WHAT YOU WILL DO: Count the lines in the rows below that contain the word "water", treating uppercase and lowercase letters as distinct. Give only the number.

[Start]

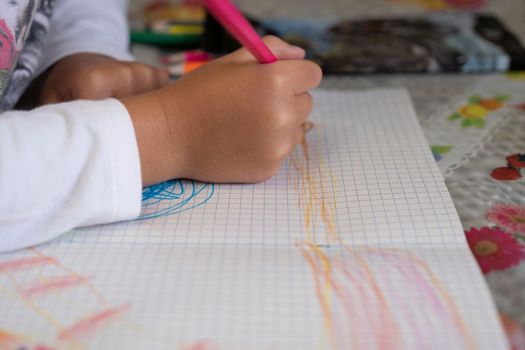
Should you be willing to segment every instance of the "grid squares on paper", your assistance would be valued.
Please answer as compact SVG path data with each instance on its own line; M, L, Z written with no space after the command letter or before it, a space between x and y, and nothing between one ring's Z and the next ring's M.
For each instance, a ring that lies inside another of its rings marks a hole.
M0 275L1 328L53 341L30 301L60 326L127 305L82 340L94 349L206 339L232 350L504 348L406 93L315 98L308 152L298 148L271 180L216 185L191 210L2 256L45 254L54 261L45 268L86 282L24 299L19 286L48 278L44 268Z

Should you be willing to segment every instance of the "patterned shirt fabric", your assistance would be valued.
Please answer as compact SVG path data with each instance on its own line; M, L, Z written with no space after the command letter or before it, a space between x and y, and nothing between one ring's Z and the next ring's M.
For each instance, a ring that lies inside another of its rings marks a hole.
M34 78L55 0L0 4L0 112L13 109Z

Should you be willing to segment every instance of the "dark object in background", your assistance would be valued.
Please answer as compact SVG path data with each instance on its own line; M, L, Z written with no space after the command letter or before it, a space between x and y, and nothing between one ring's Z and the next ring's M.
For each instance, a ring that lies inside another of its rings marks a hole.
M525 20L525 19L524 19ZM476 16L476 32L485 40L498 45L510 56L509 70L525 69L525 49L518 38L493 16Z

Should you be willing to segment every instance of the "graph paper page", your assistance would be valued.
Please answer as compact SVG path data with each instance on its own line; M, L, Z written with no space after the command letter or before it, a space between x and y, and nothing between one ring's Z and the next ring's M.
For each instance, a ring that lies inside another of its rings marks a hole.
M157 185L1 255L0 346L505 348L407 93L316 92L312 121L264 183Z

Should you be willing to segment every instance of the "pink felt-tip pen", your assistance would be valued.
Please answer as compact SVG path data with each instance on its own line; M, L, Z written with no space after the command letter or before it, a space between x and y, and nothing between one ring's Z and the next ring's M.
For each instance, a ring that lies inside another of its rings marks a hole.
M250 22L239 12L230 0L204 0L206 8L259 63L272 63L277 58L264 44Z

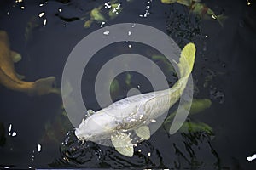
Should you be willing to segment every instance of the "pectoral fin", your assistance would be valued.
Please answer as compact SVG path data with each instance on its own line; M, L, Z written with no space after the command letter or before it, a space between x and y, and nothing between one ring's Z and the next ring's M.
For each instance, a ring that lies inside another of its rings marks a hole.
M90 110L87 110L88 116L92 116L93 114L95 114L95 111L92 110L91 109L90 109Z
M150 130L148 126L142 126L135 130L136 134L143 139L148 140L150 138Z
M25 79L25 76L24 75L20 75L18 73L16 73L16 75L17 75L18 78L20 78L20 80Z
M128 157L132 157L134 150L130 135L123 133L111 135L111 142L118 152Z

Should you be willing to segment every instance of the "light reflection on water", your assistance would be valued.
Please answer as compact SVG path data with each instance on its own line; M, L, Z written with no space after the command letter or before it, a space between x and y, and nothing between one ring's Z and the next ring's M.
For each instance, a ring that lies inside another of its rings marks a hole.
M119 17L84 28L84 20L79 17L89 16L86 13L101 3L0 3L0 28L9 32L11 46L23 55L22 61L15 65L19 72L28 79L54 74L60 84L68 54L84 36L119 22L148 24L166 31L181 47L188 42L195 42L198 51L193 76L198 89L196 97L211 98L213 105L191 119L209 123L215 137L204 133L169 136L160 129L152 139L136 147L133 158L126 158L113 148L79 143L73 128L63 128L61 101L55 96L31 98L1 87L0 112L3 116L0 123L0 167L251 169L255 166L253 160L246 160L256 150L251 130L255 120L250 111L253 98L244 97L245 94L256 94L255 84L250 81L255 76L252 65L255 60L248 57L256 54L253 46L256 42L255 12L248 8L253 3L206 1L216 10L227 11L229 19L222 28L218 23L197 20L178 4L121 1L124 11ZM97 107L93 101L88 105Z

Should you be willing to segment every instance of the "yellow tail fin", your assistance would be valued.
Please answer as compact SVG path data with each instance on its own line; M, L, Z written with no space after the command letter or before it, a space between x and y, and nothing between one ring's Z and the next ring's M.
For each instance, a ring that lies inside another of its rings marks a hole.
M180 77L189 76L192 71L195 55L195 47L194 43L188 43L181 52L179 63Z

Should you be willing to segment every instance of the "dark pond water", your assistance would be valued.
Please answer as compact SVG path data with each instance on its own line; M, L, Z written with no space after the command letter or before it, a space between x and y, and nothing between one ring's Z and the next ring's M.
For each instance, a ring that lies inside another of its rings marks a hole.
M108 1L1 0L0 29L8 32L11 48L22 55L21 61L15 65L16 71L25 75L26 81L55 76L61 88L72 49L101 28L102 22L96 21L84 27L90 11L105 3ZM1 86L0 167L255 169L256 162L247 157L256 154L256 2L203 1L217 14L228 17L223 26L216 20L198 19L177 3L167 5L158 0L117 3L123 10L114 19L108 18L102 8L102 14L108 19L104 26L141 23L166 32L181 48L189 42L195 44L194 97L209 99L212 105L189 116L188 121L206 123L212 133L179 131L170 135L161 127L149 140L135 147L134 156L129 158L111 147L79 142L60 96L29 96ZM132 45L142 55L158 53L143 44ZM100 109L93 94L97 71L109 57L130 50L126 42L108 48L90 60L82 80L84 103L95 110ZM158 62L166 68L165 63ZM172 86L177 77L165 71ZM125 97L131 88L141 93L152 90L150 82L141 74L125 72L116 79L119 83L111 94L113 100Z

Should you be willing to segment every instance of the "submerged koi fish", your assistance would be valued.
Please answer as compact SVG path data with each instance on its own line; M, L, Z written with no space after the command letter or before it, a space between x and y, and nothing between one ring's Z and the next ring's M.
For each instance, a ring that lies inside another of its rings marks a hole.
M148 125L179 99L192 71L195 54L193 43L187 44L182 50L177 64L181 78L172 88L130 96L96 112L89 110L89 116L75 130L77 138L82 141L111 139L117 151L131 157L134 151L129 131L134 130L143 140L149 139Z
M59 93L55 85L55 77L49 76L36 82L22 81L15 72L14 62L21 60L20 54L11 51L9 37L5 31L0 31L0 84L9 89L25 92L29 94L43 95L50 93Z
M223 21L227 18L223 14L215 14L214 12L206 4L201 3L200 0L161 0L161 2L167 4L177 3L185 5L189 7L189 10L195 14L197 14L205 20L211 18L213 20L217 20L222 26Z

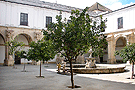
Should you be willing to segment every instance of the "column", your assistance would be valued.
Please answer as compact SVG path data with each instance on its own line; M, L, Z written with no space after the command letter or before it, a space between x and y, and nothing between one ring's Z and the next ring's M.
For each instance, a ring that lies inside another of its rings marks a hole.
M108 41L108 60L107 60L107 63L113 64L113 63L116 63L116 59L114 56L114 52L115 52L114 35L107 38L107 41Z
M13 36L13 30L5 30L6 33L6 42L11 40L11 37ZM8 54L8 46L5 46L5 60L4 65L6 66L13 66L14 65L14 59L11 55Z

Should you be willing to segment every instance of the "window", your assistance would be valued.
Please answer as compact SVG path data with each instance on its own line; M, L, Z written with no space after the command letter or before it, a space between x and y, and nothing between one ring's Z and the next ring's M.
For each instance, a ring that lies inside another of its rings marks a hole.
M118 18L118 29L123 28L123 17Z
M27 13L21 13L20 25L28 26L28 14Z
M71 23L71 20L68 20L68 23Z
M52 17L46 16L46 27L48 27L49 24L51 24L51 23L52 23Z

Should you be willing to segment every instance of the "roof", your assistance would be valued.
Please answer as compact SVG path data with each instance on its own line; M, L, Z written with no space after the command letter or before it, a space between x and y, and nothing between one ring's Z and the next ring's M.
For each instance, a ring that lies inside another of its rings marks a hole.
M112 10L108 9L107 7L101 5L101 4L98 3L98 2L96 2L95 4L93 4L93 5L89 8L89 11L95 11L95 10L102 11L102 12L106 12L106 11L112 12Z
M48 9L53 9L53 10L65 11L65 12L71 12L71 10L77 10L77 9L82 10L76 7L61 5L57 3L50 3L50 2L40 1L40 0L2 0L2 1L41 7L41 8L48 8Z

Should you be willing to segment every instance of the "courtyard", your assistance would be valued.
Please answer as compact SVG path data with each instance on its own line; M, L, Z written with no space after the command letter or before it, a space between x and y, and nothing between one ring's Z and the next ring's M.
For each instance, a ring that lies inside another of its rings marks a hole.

[End]

TASK ANSWER: 2